> WHAT TO DO
The line holding "Teacher note: have the class pick out the dark-haired" and every line after it through the end of the entries below: retype these exactly and nothing more.

> INPUT
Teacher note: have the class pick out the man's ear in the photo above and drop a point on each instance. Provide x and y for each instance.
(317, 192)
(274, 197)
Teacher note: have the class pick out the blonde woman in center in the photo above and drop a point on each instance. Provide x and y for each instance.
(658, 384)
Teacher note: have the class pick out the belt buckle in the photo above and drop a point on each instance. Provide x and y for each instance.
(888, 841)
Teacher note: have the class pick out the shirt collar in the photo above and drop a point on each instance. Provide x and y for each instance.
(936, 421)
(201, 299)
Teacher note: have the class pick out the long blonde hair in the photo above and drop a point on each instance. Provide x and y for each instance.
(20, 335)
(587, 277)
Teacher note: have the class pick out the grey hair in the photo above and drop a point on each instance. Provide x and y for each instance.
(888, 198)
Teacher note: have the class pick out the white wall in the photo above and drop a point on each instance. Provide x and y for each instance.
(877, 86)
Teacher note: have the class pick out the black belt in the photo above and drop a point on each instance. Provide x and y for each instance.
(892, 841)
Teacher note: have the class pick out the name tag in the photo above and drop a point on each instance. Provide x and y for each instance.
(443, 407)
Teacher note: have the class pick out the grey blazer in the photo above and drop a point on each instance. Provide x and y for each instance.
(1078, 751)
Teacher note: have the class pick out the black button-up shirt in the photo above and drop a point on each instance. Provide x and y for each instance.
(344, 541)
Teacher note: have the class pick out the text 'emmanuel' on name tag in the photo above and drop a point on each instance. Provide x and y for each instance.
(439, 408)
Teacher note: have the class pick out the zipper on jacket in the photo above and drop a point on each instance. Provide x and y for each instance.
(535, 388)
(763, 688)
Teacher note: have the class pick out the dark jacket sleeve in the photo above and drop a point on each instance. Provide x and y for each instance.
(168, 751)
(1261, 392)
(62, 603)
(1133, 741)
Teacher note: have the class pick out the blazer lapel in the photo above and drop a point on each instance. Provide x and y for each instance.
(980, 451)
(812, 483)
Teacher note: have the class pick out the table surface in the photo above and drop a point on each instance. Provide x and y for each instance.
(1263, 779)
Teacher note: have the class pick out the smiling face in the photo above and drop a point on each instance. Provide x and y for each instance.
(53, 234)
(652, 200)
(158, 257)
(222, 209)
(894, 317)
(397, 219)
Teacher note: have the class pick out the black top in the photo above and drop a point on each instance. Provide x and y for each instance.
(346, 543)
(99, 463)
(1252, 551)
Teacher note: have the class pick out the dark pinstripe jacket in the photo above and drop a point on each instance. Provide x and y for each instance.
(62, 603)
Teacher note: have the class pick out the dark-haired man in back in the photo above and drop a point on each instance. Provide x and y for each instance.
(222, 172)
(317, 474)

> TASK ANSWER
Teacher note: have the class pick out the dark-haired man in back in the photo above and drop a point on each instance. Provide x and y for each instance.
(222, 172)
(317, 474)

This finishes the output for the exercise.